_WHAT IS NEEDED_. Word for word, write out all the entries below, omitting every picture.

_INPUT DATA_.
------------
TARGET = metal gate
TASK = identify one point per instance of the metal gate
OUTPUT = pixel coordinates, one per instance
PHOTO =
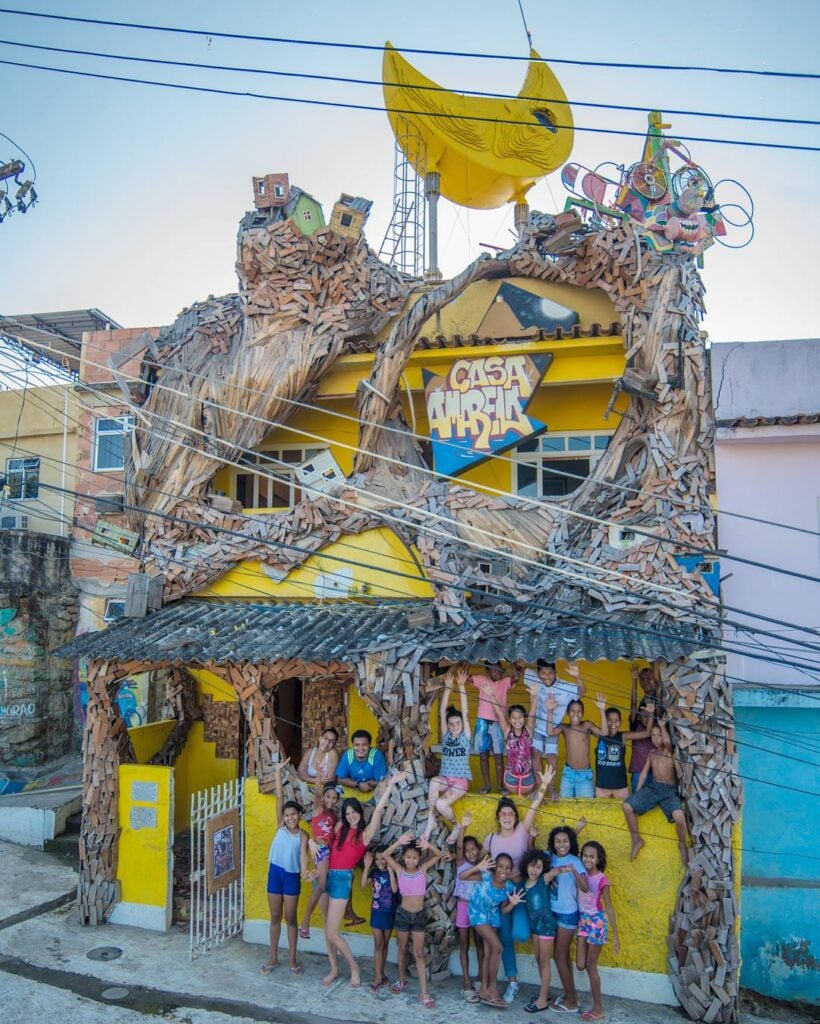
(217, 833)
------------
_ANSWER BELOW_.
TARGET = metal gate
TASK = identify one point per instance of the metal gate
OUTPUT = pixel coordinates, one per instance
PHOTO =
(217, 833)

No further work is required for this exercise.